Extracted data:

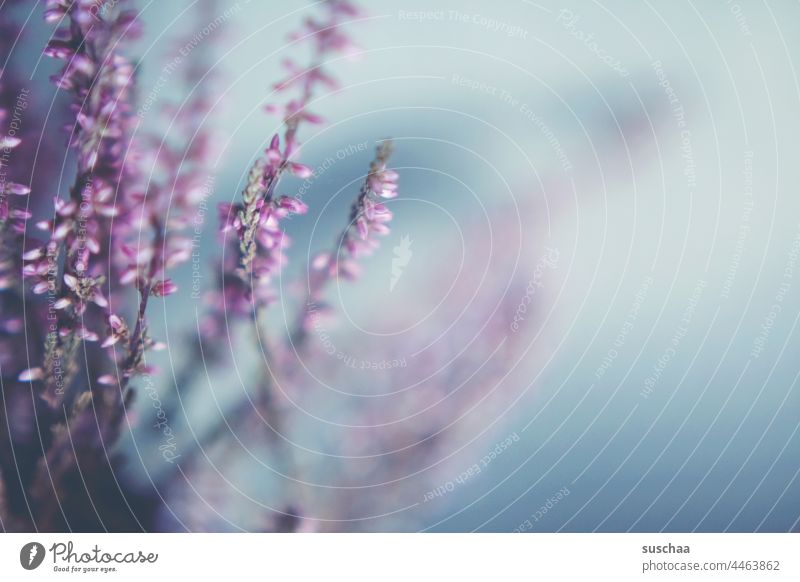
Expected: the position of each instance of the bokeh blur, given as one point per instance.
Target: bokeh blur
(584, 316)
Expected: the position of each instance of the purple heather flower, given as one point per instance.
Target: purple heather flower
(368, 218)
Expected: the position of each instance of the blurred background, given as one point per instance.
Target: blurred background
(584, 318)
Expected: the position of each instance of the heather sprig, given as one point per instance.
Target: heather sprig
(368, 220)
(69, 267)
(256, 219)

What is required:
Print only the lines running from the one with "Target: bokeh blur" to the final line of the data above, each exactly as it appears.

Solution:
Target: bokeh blur
(584, 316)
Expected: the position of each instance of the purple heather flower, given as one point per instance.
Target: purple heather flower
(368, 218)
Expected: the position of each instance of the blurred background, given as one point per instance.
Target: blurred background
(584, 318)
Expected: the position of each instance of the heather sprig, given as one point per instance.
Target: heather sprig
(368, 220)
(69, 267)
(256, 219)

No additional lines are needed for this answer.